• JOBS:
[1] Decide whether each statement agrees with the text on early simulation: (a) physical testing on vehicle projects costs at least five to six times the cost of product development resources; (b) most hardline simulations were traditionally done at the start of development; (c) Dominic Gallello is president of ANSYS. Answer each with yes or no and quote the words of the text that decide it.
[2] Write out the passage of the text on early simulation starting at "To that end, tools" and ending at "affect product performance.".

• TEXT BLOCK:
Simulation Only at Validation; There's Got to Be Another Way
Bringing simulation early into the design cycle reduces costs, helps find mistakes early and allows for more exploration of the design space. This produces far better products. (Image courtesy of ANSYS.)
Computer-aided engineering (CAE) tools have the power to take the gut feel and rules of thumb out of the engineering world. The old guard shouting, “This is the way we always did it,” won’t cut it in today’s market.
Customers want cheaper, lighter, faster and stronger products that work the first time. Oh, and while you’re at it, those products must look cool, too.
To meet these demands, engineers must bring simulation early into the development cycle to drive innovation.
To that end, tools like simulation in-CAD (computer-aided design) and engineering design platforms make it easier for designers and design engineers to quickly check their work and make informed decisions about how their innovative ideas will affect product performance.
Traditionally, design changes were assessed in early development with back-of-the-napkin calculations, charts, rules of thumb, empirical data (if it was available), hope and a prayer. Most of the hardline simulations were left until the end of the development process, putting the cart before the horse. And if that costly physical test fails it could be goodbye Charlie for some fellow engineers-in-arms.
“Physical testing costs at least five to six times the cost of product development resources on vehicle projects,” explained Dominic Gallello, president of MSC Software. “The only way to meaningfully reduce the cost of physical testing is with simulation.”

• SUPPLIED INFORMATION:
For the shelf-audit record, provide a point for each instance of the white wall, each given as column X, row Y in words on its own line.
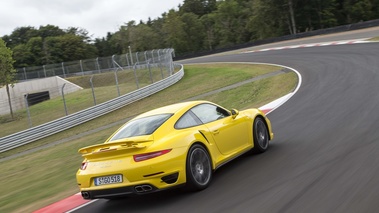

• THE RESULTS:
[1]
(a) Yes: "Physical testing costs at least five to six times the cost of product development resources on vehicle projects"
(b) No: "Most of the hardline simulations were left until the end of the development process"
(c) No: "Dominic Gallello, president of MSC Software"

[2]
To that end, tools like simulation in-CAD (computer-aided design) and engineering design platforms make it easier for designers and design engineers to quickly check their work and make informed decisions about how their innovative ideas will affect product performance.